§ Problem to work on: Condense the paragraph starting "Bounding box around some page object" from the documentation extract below into a brief list that keeps its main facts.

Convert class data into the corresponding API schema class.

Returns:: API schema class

Helper classes

class dedoc.data_structures.Serializable[source]

Base class for the API schema objects which we later need convert to dict.

abstract to_api_schema() → BaseModel[source]

Convert class data into the corresponding API schema class.

Returns:: API schema class

class dedocutils.data_structures.BBox(x_top_left: int, y_top_left: int, width: int, height: int)[source]

Bounding box around some page object, the coordinate system starts from top left corner.

x_top_left

y_top_left

x_bottom_right

y_bottom_right

width

height

__init__(x_top_left: int, y_top_left: int, width: int, height: int) → None[source]

The following parameters should have values of pixels number.

§ Given data:
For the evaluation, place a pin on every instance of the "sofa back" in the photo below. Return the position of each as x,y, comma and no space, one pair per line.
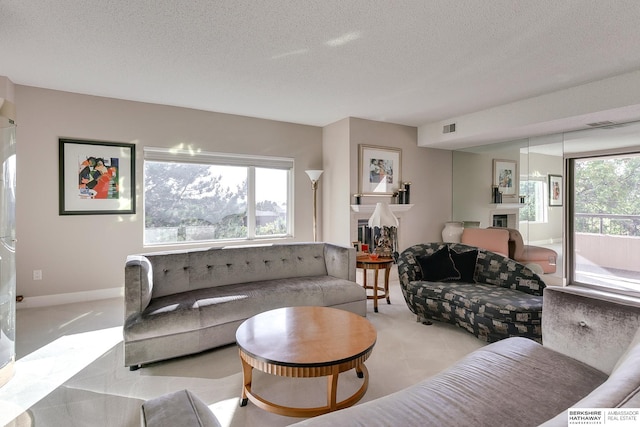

§ Result below:
- Describes a bounding box around a page object.
- Coordinates begin at the top left corner.